* _Data provided_
Content starts
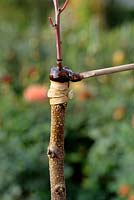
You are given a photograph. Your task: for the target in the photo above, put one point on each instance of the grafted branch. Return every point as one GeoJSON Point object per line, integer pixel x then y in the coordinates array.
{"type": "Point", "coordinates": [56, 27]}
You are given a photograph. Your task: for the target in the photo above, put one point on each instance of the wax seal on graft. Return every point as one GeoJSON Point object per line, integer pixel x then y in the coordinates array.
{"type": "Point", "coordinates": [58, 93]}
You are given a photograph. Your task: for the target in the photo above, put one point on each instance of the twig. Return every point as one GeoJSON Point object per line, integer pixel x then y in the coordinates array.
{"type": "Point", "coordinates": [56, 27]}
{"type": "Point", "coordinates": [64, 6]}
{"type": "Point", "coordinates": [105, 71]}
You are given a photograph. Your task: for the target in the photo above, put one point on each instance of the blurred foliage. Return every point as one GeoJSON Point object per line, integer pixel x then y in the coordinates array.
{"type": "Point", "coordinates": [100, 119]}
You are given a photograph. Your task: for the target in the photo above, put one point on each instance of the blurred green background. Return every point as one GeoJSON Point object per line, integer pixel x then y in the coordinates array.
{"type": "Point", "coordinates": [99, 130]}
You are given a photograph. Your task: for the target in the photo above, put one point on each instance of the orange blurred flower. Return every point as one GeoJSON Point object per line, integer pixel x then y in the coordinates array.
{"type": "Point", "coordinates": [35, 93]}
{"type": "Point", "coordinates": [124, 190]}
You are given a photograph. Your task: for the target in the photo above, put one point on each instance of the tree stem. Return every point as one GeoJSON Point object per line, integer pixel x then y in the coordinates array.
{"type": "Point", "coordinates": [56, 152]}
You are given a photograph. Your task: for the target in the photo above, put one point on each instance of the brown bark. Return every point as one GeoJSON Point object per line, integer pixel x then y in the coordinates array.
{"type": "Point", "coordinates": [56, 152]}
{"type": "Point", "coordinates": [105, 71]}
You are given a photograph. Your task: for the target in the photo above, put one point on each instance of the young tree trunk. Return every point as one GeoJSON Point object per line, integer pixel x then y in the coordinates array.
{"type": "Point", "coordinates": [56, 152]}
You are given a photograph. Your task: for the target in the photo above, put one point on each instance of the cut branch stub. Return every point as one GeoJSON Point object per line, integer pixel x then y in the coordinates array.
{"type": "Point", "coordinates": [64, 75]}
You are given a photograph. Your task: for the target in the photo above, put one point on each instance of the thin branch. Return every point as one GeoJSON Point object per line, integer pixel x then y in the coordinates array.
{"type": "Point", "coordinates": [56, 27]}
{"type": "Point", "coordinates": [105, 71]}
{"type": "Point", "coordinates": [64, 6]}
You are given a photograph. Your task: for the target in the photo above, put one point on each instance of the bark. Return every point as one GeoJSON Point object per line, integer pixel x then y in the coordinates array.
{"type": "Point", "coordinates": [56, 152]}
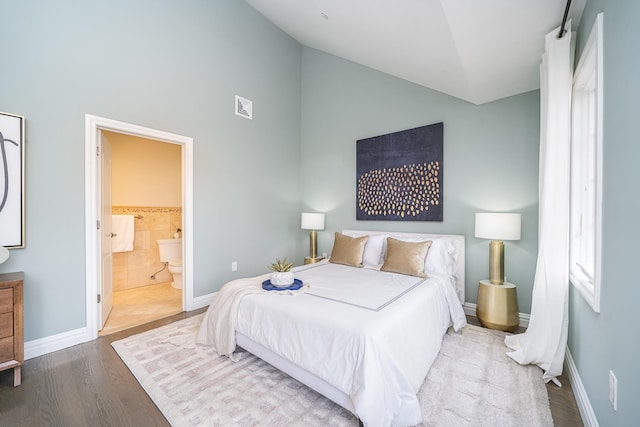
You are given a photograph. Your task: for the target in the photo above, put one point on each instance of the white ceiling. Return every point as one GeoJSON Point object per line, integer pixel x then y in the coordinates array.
Content ends
* _Try it_
If an entry contains an image, skip the image and return the rest of the listing unchanged.

* _Solution to the problem_
You are given a photograph. Your task: for the target in the photo above, put one point on each instance of the grafted branch. Return every point as one GeoJSON Point object per line, integer pixel x then y in the coordinates array.
{"type": "Point", "coordinates": [56, 27]}
You are given a photograph. Your task: for the target in the photo above, put one point on each instance of the wax seal on graft. Return every point as one GeoJSON Point object per line, integer pixel x then y in the coordinates array.
{"type": "Point", "coordinates": [58, 93]}
You are given a photograph. Your task: for the target in the photo above, put one point on each instance of the twig. Return every point as one GeoJSON Point object per line, integer pixel x then y in the coordinates array.
{"type": "Point", "coordinates": [56, 27]}
{"type": "Point", "coordinates": [64, 6]}
{"type": "Point", "coordinates": [105, 71]}
You are given a photograph. Your task: for the target in the photo above, put one point on each instance of the blurred foliage. Return every point as one GeoJSON Point object per line, integer pixel x then y in the coordinates array.
{"type": "Point", "coordinates": [100, 119]}
You are given a photograph. Your task: for the target in the photo above, put one point on each instance of the blurred green background. Return every point as one GeoJSON Point object per line, integer pixel x then y in the coordinates array.
{"type": "Point", "coordinates": [99, 130]}
You are given a photograph. Your task: for the target in the photo above, put one point on each instance of the orange blurred flower. Return every point as one GeoJSON Point object per line, integer pixel x then y in the coordinates array.
{"type": "Point", "coordinates": [35, 93]}
{"type": "Point", "coordinates": [124, 190]}
You are given a photograph. Your task: for the target in the photo above, put one point on each instance of the tree stem. Return every point as one GeoJSON Point object per line, integer pixel x then y in the coordinates array.
{"type": "Point", "coordinates": [56, 152]}
You are given a photograph. Your task: for the target in the photo above, put one point on each instance of the brown bark. Return every point as one GeoJSON Point object per line, integer pixel x then y in the coordinates array.
{"type": "Point", "coordinates": [56, 152]}
{"type": "Point", "coordinates": [105, 71]}
You are given a photograph. Your task: for the target in the photo above, put one point on each instance of the young tree trunk. Return every point as one GeoJSON Point object per line, integer pixel x then y in the coordinates array.
{"type": "Point", "coordinates": [56, 152]}
You are given a photograph. Your task: for the target in the photo above, put one point on each instance of the cut branch stub. Return every point as one GeoJSON Point object per line, integer pixel x then y in the coordinates array.
{"type": "Point", "coordinates": [64, 75]}
You are given a photograph. Your task: for the target in the photo above, put one point on each instance of the thin branch. Return every point as one GeoJSON Point object per line, integer pixel x then y in the coordinates array.
{"type": "Point", "coordinates": [56, 27]}
{"type": "Point", "coordinates": [105, 71]}
{"type": "Point", "coordinates": [64, 6]}
You are given a photograph. Your task: for the target in the photo above, put one point on each instance of the bark. Return every point as one GeoJSON Point object per line, integer pixel x then y in the coordinates array.
{"type": "Point", "coordinates": [56, 152]}
You are given a photograph. Your task: for the target in the photo above, put one point on each instance of the white ceiling. Return every point as one GeoJSON Point object per line, integer pixel x then y in the coordinates array.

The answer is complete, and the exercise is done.